WORK TO COMPLETE
**A.** Repeat the text about contrib modules below from "These are all" up to and including "have any meaning.".
**B.** Answer these from the text about contrib modules below:
(i) Which module does the writer name as an example when discussing code quality?
(ii) In the quoted part, what kind of directory would make a high barrier for new modules more understandable?
(iii) What does the writer say the core distribution would become if every such extension were accepted?
**C.** List every hyphenated word that appears in the text about contrib modules below.

PASSAGE TO READ
These are all good points.

> I'm not sure where I ultimately come down on the question about in-repo
> vs. out-of-repo. My gut feeling is that if the community is willing to
> continue maintaining contrib modules, then that's ultimately a good
> thing and many of them are relatively low-maintenance anyway. Having a
> high barrier to entry for new modules looks a bit odd, given the
> definition of contrib, but would be more understandable with a proper
> 'extensions' directory. Of course, we'd have to collectivly agree that
> we feel comfortable with a lower barrier for contrib that what is being
> done now, if the distinction is going to have any meaning.

I don't agree. It may make sense to keep some stuff in contrib that
is not great code or not really that useful just for historical
reasons. But if we accept every extension with the quality of, say,
contrib/isn into the core distribution, or core distribution is going
to be huge and bloated with crap.

INFORMATION SUPPLIED

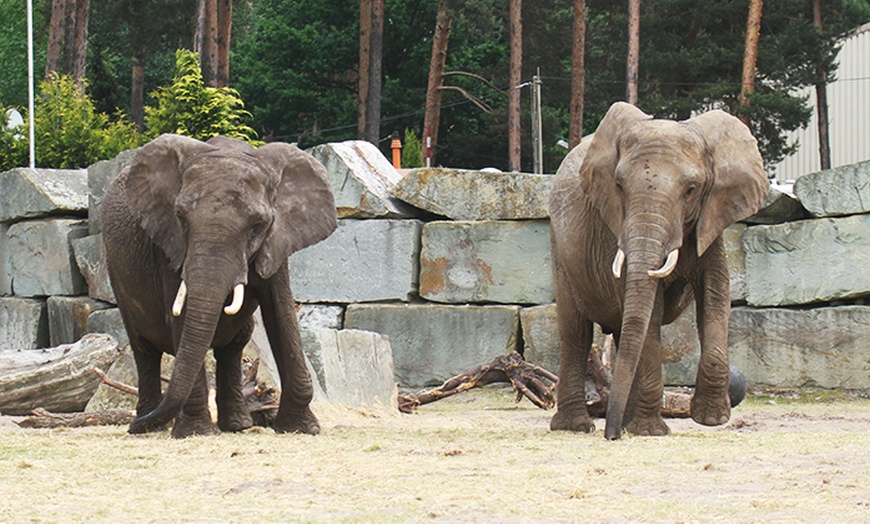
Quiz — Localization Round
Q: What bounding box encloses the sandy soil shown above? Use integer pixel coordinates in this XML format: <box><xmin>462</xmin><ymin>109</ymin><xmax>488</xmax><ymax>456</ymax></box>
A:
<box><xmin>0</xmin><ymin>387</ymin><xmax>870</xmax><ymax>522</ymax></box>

TASK-BY-TASK ANSWERS
**A.**
These are all good points.

> I'm not sure where I ultimately come down on the question about in-repo
> vs. out-of-repo. My gut feeling is that if the community is willing to
> continue maintaining contrib modules, then that's ultimately a good
> thing and many of them are relatively low-maintenance anyway. Having a
> high barrier to entry for new modules looks a bit odd, given the
> definition of contrib, but would be more understandable with a proper
> 'extensions' directory. Of course, we'd have to collectivly agree that
> we feel comfortable with a lower barrier for contrib that what is being
> done now, if the distinction is going to have any meaning.

**B.**
(i) contrib/isn
(ii) A proper 'extensions' directory
(iii) Huge and bloated with crap

**C.**
in-repo
out-of-repo
low-maintenance